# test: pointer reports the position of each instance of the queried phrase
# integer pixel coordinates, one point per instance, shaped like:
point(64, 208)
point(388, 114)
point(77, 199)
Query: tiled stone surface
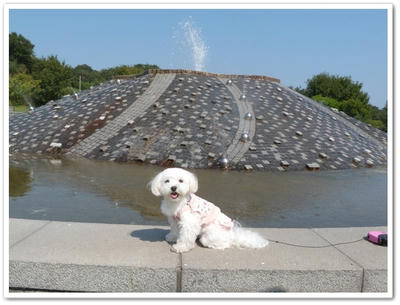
point(295, 129)
point(194, 120)
point(69, 120)
point(134, 111)
point(239, 146)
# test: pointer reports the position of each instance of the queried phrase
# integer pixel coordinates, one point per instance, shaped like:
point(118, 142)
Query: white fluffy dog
point(191, 217)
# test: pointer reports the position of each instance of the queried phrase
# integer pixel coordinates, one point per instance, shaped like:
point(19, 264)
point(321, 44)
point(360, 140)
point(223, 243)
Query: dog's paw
point(180, 248)
point(171, 237)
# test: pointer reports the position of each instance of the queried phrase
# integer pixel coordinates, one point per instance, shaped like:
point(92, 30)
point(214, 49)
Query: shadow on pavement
point(152, 235)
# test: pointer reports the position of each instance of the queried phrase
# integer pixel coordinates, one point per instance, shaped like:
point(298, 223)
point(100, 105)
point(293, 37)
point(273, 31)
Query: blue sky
point(292, 45)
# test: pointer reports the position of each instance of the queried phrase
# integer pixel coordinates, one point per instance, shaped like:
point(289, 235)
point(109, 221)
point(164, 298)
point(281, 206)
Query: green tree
point(341, 88)
point(21, 52)
point(54, 76)
point(89, 77)
point(22, 89)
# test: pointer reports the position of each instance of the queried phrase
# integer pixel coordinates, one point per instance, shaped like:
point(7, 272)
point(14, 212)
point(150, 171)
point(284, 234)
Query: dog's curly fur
point(176, 186)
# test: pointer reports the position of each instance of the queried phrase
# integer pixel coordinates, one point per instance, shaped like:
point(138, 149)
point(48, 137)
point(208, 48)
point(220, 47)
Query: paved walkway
point(238, 148)
point(136, 110)
point(69, 256)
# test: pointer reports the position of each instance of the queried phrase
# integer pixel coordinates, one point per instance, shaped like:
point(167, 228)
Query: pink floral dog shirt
point(209, 213)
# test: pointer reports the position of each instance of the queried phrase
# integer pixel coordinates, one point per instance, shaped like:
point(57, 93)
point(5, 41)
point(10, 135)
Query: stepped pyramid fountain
point(195, 119)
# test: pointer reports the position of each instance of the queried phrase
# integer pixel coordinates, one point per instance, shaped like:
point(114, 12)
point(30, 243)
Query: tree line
point(36, 81)
point(346, 95)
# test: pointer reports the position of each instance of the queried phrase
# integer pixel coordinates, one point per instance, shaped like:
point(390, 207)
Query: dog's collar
point(185, 207)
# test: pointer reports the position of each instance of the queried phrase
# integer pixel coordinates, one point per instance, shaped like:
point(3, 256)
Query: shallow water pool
point(107, 192)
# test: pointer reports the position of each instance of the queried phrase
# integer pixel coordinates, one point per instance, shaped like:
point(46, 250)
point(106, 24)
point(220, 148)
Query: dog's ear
point(154, 185)
point(193, 183)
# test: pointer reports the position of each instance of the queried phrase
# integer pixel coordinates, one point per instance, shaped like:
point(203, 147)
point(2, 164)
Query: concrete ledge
point(91, 257)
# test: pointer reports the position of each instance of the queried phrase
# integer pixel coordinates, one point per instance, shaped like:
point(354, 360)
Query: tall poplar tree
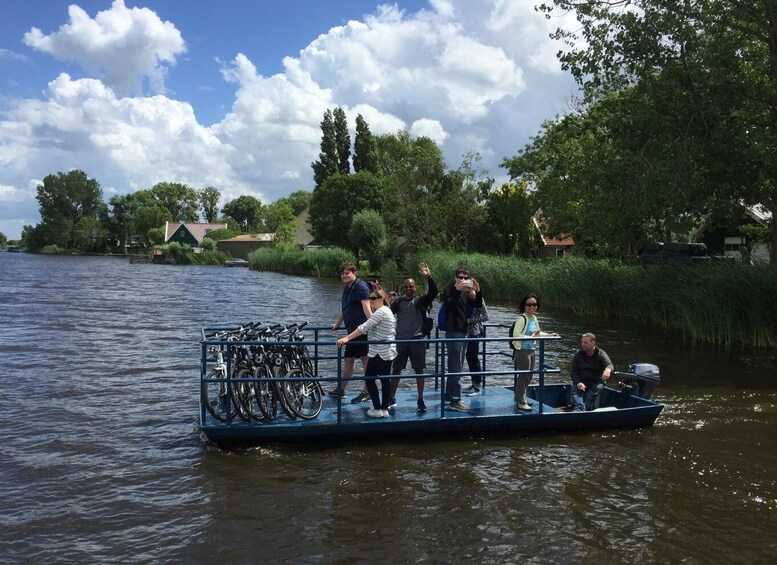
point(327, 164)
point(365, 157)
point(343, 142)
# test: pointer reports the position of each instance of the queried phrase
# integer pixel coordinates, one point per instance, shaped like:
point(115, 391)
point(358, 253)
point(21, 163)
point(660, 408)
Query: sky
point(231, 94)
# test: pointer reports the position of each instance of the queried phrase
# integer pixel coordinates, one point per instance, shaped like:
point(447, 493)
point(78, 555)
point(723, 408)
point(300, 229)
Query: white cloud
point(8, 55)
point(122, 45)
point(429, 128)
point(474, 75)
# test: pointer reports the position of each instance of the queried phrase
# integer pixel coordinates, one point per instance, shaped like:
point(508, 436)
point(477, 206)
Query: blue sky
point(230, 94)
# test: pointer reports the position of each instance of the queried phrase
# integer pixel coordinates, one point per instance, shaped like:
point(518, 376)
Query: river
point(103, 462)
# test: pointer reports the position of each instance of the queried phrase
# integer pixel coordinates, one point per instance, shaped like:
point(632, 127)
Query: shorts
point(357, 347)
point(416, 352)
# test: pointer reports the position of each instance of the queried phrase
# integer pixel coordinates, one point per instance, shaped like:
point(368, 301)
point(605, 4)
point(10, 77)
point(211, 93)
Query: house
point(546, 246)
point(303, 237)
point(735, 239)
point(241, 245)
point(189, 233)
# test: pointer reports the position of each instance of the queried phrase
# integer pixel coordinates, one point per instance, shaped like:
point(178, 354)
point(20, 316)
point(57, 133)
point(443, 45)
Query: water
point(102, 460)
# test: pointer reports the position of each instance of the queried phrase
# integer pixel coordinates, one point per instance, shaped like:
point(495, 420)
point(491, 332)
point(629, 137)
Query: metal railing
point(490, 348)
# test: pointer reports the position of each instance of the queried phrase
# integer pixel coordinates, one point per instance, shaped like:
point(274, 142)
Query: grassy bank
point(714, 302)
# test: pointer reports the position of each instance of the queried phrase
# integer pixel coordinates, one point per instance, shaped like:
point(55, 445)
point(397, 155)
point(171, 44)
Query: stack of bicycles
point(270, 368)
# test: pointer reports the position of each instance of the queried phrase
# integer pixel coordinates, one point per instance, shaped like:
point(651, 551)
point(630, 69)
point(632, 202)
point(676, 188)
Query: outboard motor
point(640, 380)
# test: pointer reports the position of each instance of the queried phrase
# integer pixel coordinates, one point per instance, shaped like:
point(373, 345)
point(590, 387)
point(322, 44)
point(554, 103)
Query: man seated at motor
point(591, 367)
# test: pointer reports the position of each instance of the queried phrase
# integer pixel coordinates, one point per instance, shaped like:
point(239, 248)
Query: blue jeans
point(378, 367)
point(457, 352)
point(584, 400)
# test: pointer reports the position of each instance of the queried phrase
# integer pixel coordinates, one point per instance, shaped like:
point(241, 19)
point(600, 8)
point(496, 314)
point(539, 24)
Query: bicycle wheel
point(264, 393)
point(305, 397)
point(213, 395)
point(245, 398)
point(279, 389)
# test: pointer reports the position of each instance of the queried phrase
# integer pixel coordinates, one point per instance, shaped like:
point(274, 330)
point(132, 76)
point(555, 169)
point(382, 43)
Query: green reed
point(723, 303)
point(293, 261)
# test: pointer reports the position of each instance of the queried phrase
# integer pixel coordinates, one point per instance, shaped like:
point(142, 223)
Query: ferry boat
point(227, 420)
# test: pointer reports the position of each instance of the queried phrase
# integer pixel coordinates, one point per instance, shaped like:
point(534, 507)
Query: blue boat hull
point(493, 413)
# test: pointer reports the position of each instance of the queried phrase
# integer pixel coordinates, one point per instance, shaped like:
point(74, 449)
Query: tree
point(178, 199)
point(327, 164)
point(281, 220)
point(364, 151)
point(336, 202)
point(65, 199)
point(368, 237)
point(615, 175)
point(247, 211)
point(509, 213)
point(718, 58)
point(299, 201)
point(342, 142)
point(209, 198)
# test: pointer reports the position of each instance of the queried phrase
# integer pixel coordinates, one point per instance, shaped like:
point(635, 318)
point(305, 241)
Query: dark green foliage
point(335, 203)
point(70, 207)
point(180, 200)
point(209, 198)
point(343, 142)
point(364, 151)
point(247, 211)
point(367, 235)
point(699, 78)
point(327, 164)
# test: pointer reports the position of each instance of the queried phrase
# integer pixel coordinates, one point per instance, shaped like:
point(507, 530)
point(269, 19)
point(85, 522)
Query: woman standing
point(381, 326)
point(526, 324)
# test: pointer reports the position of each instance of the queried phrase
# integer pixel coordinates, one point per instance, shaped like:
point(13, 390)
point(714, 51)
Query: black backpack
point(510, 331)
point(428, 324)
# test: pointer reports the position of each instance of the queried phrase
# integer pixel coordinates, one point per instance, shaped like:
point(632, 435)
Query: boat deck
point(492, 412)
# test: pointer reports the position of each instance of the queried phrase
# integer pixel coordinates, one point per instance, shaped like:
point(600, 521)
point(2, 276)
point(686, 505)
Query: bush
point(177, 254)
point(53, 249)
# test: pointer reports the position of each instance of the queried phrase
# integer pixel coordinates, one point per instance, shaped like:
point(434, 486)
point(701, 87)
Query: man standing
point(591, 367)
point(464, 291)
point(354, 311)
point(411, 311)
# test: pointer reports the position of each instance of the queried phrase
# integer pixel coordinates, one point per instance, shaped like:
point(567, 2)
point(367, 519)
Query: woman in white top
point(527, 324)
point(381, 326)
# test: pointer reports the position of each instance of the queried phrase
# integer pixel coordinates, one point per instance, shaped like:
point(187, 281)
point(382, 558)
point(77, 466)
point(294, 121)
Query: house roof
point(254, 237)
point(198, 230)
point(542, 227)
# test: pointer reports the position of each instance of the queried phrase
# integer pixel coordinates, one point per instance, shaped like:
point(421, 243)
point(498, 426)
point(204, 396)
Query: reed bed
point(727, 304)
point(293, 261)
point(721, 303)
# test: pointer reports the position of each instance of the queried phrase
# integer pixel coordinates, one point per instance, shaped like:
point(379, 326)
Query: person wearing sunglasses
point(463, 292)
point(591, 367)
point(527, 324)
point(381, 326)
point(411, 311)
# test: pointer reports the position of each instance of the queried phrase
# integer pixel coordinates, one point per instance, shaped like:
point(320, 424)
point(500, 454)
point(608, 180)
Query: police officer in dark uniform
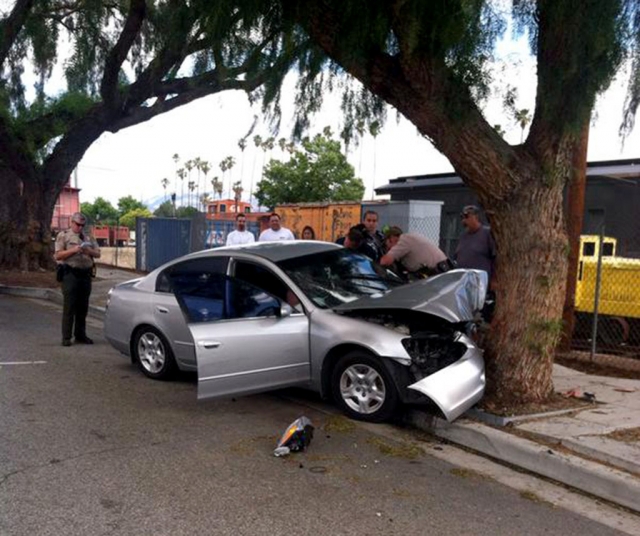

☆ ☆ ☆ ☆

Task prompt> Return the stretch from the start of the material through the line containing "point(292, 45)", word for word, with both ends included. Leave the pictures out.

Output of the task>
# test: pointer reports the position of each instance of the queried phrase
# integer pixel coordinates, one point per instance, shaped like:
point(64, 208)
point(388, 114)
point(77, 199)
Query: tiled stone surface
point(295, 129)
point(194, 120)
point(69, 120)
point(134, 111)
point(239, 146)
# test: pointer reports the position of each instance of the queried phrase
# integer pixel coordinates, one point per instance, shaped like:
point(118, 142)
Query: white fluffy dog
point(191, 217)
# test: pointer reports the position of each instance of the queried phrase
# integer pixel coordinates, one point per instance, shaped like:
point(19, 264)
point(321, 44)
point(360, 140)
point(223, 243)
Query: dog's paw
point(180, 248)
point(171, 237)
# test: pointer reports the position of each instance of the queried phrase
# integer pixel coordinates, one point per instance, shaped like:
point(92, 30)
point(214, 49)
Query: shadow on pavement
point(152, 235)
# test: pointer reports the position of each instance of the queried phrase
# integer pixel coordinates, one point per instance, shaped like:
point(298, 223)
point(100, 105)
point(293, 37)
point(273, 31)
Query: blue sky
point(292, 45)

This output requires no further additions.